- Supplied text:
★ ★ ★ ★

Once, after I beat him in the worst game of all time, one-on-one Monopoly, he forced me to crawl out of the third story window of our grandmother’s house and sit out on the roof by myself. He locked the window from the inside, and then, presumably bored, left the house to hang out with one of his friends across town. He was supposed to be my babysitter that day. My cousin, Ben, was a marvelous asshole, but he made for a terrible poet: He stopped punishing me when he was bored.

Here are a few of the most violent images I can think of right now in this moment. A door opening to the sound of an angry baboon. A fake leg on the wrong person. The just-released dove at a funeral taking a shit on your baby. A mouse in your grandmother’s mouth. A blacker than black cake. A piece of blue paper being folded with a ruler. A red balloon. The new iPhone. If you use one or two of them in a poem, don’t make them nice by explaining them, softening them with excuses or explanation. Dump one of these images on your reader’s lap like a bloody pot roast and trust that they’re more animal than you.

One thing you can do while writing a poem is ask yourself if Ronald Reagan would find this poem to be of value. Another thing you can do while writing a poem is ask yourself if Ronald Johnson would find this poem to be of value. Think of the most violent thing you can possibly think of. Now empty your mind of it entirely. Now write a line about a cloud.

One of my favorite children’s books as a child was Ferdinand the Bull by Munro Leaf. In it, Ferdinand is a bull, much bigger and stronger than the other bulls who gets picked by the banderillos to fight the matador in the ring, only Ferdinand is much more interested in butterflies than fighting. In the end, the matador becomes frustrated and Ferdinand is returned to the pasture to live out his life chasing butterflies. As delightful as this is for children, there is nothing to understand, there is nothing redemptive, there is nothing complicated. The violence has been removed like a heart. If Ferdinand would have met his real fate, we would have loved him, we would have known him, he would have been real and beautiful. In one of my very favorite Stephen Dobyns’ poems, “Querencia,” a violent clarification of the Ferdinand story, Dobyns writes a horrifyingly beautiful understanding of the fate of bulls in bullfighting, one that reminds us of our own pain and mortality.

When students in a workshop ask me how they should end their poems, I usually tell them that if there is a speaker, or a you in the poem, if there are either of those things, to have either the speaker or the you be mauled to death by a bear. In general, I can’t think of a better way to end a poem. Every other way to end a poem, of course, can be as good.

Write the most violent poem you can using only the letter x. What does it look like? Now write a sincere love poem using any of the 26 letters you want to, but make the poem the exact same shape as your violent x poem.

★ ★ ★ ★

- Data section:
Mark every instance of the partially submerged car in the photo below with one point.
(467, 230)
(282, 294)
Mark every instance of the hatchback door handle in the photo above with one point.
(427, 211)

★ ★ ★ ★

- Written task 1: Echo the poetry essay word for word, between "Here are a few" and "animal than you.", inclusive.
- Written task 2: Which Stephen Dobyns poem does the poetry essay mention?
- Written task 3: Go on with the poetry essay from the point where it stops.
The records come from a different source than the poetry essay.

- Expected output 1:
Here are a few of the most violent images I can think of right now in this moment. A door opening to the sound of an angry baboon. A fake leg on the wrong person. The just-released dove at a funeral taking a shit on your baby. A mouse in your grandmother’s mouth. A blacker than black cake. A piece of blue paper being folded with a ruler. A red balloon. The new iPhone. If you use one or two of them in a poem, don’t make them nice by explaining them, softening them with excuses or explanation. Dump one of these images on your reader’s lap like a bloody pot roast and trust that they’re more animal than you.

- Expected output 2: "Querencia."

- Expected output 3:
When I was in Tucson last year, I was at a friend’s backyard party when I heard a pack of coyotes tearing apart a heard of cats on the other side of the wall. The killing was so close that I could hear the cat’s flesh rip, and the coyotes sounded like they were laughing hysterically like school children. I was talking to a stranger who I didn’t really care to be talking to. We were standing there facing each other drinking wine. We ignored the sound of bloody horror on the other side of the wall. I tried to write a violent poem about it, and I found that the productive tension of the poem wasn’t in describing the sound of death, it was somehow in our wine, how we just kept on sipping it, that little glass of blood, as if nothing could ever die.

A poem is not a chance to be nice. That is for every other part of your life, of your relationship to people and the world.

Never let a poet tell you what a poem is, let alone what a good poem is. That doesn’t make any sense. A good poet is the last person who would ever pretend to know what those things are.

I don’t know what I’m trying to tell you to do. I don’t know if I can. I don’t know what you need to do. And I’m trying to figure this out for myself too. Those two things are different. But do something. If a poem doesn’t scare you, or doesn’t push your heart up into your throat, then don’t do it like that. You’re doing it wrong.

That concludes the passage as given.